> [The problem] Transcribe, word for word, the line containing "Where can the soccer" and each line following it through the end of the listing below. Omit all other lines.

> [Input]
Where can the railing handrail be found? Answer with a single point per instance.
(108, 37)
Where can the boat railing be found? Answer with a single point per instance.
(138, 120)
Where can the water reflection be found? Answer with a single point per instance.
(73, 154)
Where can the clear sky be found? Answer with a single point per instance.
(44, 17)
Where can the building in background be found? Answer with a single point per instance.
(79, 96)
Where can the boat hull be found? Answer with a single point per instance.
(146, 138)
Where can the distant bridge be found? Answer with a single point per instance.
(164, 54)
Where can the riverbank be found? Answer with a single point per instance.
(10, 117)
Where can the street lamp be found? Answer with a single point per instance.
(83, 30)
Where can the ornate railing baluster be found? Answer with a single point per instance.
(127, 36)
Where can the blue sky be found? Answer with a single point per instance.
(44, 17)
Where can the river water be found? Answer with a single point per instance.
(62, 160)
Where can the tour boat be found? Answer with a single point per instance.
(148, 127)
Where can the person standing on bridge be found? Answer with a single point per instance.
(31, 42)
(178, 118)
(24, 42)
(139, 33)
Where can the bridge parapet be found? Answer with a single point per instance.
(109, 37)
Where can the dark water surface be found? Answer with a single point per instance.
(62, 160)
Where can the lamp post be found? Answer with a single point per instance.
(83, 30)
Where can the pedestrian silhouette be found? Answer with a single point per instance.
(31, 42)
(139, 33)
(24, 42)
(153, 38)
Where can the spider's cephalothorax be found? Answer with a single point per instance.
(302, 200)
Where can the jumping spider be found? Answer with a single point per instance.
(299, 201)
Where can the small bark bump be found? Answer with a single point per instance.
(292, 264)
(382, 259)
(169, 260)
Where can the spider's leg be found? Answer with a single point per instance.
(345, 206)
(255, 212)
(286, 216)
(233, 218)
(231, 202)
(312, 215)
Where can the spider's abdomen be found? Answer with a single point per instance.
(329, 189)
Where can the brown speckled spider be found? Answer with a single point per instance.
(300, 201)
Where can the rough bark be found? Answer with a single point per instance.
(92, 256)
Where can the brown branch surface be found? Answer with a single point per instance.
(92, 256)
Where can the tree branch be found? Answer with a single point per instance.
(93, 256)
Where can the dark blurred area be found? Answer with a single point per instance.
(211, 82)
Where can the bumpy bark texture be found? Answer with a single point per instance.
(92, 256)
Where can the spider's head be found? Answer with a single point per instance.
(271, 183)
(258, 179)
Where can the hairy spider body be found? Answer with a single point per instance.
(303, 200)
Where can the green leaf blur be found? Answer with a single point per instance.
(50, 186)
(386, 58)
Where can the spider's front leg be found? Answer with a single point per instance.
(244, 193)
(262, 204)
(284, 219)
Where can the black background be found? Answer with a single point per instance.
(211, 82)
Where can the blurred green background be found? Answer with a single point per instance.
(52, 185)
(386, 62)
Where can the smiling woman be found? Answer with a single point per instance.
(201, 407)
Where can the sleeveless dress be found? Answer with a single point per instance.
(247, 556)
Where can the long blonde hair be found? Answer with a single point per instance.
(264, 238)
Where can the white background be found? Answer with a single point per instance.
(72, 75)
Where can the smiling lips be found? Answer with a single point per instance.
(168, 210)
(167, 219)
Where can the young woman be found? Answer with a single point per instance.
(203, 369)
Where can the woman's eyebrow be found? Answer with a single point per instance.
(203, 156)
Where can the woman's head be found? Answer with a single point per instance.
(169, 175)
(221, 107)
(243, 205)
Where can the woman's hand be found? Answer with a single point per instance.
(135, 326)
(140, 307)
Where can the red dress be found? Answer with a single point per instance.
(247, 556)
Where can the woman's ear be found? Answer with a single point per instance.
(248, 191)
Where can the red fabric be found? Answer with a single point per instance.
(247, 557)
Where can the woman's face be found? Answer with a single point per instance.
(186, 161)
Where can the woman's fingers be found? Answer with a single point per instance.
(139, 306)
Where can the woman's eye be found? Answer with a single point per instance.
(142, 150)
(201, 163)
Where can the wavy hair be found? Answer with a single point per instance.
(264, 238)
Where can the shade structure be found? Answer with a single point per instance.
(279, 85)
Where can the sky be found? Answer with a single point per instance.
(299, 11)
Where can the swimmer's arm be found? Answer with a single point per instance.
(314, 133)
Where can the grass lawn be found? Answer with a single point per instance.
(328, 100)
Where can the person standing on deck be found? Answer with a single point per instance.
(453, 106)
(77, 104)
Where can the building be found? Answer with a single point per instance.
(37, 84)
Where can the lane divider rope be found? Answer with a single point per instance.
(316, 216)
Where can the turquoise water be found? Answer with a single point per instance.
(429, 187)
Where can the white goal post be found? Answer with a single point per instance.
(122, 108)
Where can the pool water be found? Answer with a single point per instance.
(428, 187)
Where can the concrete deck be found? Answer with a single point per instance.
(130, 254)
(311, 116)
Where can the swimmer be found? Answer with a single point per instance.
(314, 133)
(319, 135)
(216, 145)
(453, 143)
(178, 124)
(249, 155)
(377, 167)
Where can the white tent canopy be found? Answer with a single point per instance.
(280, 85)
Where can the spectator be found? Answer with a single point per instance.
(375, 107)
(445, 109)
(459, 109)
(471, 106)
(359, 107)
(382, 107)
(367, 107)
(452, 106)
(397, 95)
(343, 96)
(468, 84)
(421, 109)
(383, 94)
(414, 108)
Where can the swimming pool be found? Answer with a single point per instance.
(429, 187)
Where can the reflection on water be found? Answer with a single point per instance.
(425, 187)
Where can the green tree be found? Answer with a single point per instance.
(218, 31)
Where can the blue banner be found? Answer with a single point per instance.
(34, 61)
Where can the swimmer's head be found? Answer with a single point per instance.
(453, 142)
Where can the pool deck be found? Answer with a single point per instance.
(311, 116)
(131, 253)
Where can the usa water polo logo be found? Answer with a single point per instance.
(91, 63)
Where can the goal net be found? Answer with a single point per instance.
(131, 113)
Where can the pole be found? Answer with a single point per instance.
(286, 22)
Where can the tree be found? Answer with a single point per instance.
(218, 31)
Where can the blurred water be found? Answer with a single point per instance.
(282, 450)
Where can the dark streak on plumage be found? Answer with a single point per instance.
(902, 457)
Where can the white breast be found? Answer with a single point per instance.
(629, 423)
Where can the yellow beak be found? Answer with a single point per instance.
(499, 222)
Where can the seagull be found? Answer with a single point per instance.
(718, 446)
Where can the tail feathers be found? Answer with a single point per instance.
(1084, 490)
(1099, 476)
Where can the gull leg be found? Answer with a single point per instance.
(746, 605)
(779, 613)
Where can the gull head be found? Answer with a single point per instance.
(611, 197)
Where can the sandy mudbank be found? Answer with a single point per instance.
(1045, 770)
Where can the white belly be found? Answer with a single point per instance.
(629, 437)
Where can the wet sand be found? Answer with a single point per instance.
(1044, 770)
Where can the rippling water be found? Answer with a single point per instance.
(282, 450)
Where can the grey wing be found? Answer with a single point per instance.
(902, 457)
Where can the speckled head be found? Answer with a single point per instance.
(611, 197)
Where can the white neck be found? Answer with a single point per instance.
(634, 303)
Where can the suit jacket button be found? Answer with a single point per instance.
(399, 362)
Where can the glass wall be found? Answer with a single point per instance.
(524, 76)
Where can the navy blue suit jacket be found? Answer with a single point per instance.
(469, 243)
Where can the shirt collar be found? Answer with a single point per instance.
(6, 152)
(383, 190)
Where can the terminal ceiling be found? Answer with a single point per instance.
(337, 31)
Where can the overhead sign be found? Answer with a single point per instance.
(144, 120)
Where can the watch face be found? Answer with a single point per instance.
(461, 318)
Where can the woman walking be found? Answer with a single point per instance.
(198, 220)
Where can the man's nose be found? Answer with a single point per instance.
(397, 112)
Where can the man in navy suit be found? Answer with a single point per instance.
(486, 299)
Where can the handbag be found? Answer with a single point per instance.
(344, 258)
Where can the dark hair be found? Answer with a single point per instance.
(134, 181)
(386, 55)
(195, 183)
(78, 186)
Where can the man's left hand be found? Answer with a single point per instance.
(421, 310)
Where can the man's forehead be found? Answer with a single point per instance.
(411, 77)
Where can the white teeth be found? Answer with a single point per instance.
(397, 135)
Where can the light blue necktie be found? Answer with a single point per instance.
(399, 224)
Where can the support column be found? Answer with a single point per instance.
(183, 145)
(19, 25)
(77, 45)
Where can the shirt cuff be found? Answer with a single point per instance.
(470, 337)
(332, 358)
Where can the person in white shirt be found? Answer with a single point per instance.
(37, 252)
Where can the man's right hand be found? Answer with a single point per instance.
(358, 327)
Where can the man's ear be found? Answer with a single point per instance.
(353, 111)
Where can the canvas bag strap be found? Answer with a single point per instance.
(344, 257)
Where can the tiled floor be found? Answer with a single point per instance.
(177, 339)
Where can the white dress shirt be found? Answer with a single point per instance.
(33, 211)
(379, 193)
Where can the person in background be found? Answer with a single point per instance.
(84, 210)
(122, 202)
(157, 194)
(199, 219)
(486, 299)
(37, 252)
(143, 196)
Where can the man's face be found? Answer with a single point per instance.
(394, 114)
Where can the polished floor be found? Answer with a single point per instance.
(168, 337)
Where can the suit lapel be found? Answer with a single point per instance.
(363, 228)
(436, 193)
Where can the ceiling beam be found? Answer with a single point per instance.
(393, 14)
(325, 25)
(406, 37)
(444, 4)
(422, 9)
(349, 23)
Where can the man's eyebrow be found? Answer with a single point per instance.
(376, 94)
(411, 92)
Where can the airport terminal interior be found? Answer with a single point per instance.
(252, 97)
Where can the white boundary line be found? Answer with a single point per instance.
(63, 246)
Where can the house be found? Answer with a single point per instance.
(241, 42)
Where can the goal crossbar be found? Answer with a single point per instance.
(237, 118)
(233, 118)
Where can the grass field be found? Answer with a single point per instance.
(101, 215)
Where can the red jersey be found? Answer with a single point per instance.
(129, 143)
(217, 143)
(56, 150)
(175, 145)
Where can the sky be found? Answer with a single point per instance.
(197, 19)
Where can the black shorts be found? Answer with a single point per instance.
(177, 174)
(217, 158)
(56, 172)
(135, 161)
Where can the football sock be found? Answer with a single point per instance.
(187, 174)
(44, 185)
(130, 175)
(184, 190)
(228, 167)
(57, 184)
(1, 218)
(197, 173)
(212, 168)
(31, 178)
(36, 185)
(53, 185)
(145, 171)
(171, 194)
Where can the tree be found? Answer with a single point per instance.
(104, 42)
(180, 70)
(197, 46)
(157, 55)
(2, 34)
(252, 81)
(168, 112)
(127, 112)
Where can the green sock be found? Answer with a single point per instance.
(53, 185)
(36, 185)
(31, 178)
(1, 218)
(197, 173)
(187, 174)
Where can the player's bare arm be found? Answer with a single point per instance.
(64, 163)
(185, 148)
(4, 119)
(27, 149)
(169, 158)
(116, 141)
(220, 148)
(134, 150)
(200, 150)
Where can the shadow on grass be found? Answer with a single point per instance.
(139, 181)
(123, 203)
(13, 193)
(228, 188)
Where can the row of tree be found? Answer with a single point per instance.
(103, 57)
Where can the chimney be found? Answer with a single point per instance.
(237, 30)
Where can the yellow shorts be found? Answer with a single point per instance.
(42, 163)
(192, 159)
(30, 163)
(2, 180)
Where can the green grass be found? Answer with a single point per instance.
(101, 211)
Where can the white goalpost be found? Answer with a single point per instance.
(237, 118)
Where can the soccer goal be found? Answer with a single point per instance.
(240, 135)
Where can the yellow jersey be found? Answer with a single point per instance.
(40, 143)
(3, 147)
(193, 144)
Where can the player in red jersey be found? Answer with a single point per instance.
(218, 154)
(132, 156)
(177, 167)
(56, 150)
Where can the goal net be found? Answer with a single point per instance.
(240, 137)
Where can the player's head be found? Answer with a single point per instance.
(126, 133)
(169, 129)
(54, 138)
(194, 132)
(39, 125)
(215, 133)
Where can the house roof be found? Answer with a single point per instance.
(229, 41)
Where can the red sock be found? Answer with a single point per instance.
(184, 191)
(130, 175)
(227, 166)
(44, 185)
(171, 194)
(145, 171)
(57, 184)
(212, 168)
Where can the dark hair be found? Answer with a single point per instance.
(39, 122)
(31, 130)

> [Output]
Where can the soccer goal be found? Answer with a single point per instance.
(240, 135)
Where can the yellow jersey be found? Answer with a single point per instance.
(40, 143)
(3, 147)
(193, 144)
Where can the player in red jersey be found? Answer with a single point per instance.
(218, 154)
(132, 156)
(177, 167)
(56, 150)
Where can the goal net be found? Answer with a single point per instance.
(240, 137)
Where can the player's head be found? Answer with a single point per instance.
(126, 133)
(169, 129)
(54, 138)
(194, 132)
(39, 125)
(215, 133)
Where can the house roof be found? Answer with a single point per instance.
(229, 41)
Where can the red sock be found? Answer with a single point per instance.
(184, 191)
(130, 175)
(227, 166)
(44, 185)
(171, 194)
(145, 171)
(57, 184)
(212, 168)
Where can the dark hair be found? Answer with a single point per instance.
(39, 122)
(31, 130)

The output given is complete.